**Task goal**.
Leaving the pictures aside, repeat the entries exactly.

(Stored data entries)
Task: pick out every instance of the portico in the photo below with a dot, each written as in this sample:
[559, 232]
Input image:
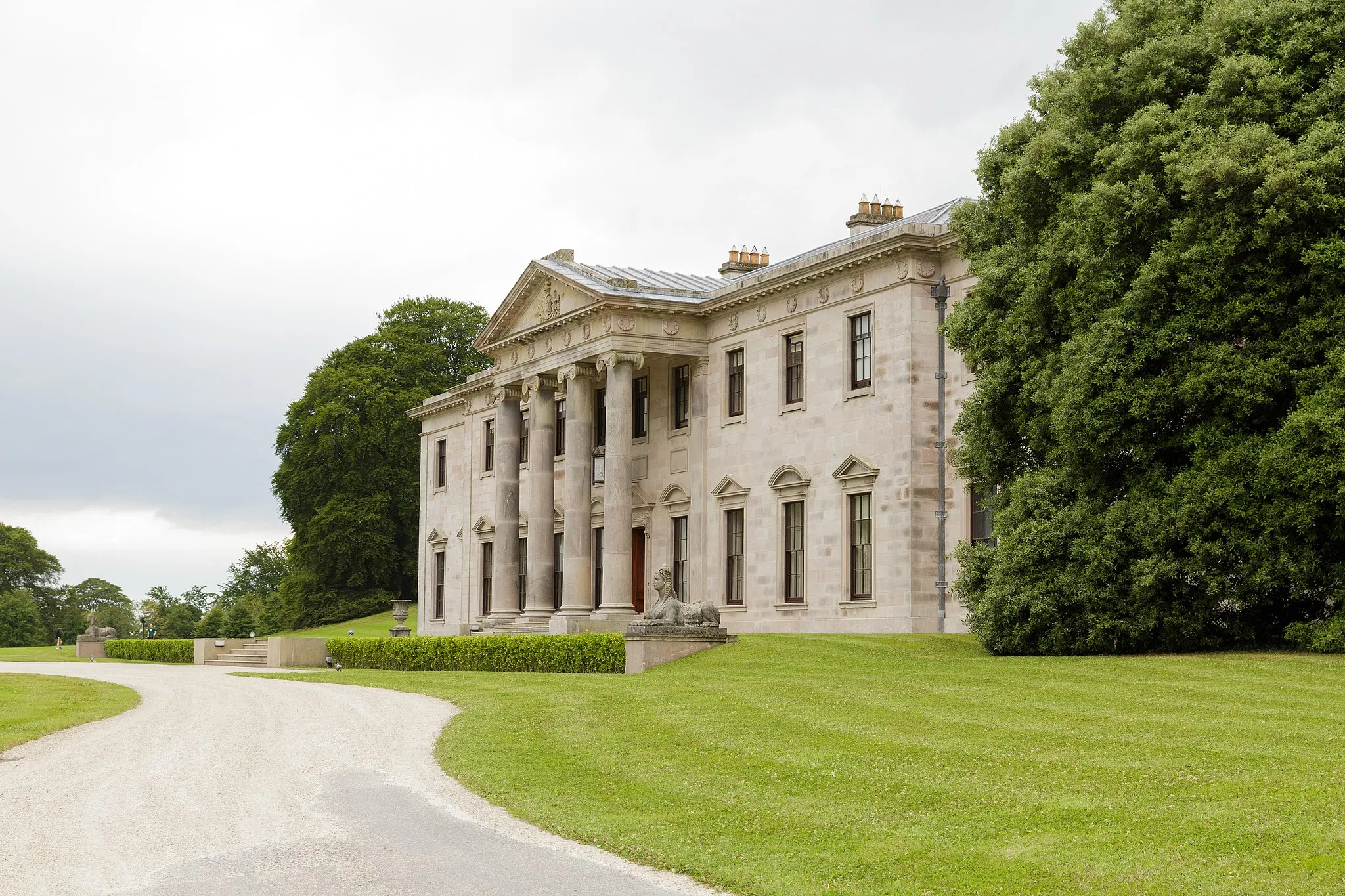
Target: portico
[766, 435]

**Reply to the task**.
Task: pick out every instance of the portico in the photo below with a dot, each written as in this sample:
[559, 232]
Input image:
Target: portico
[766, 435]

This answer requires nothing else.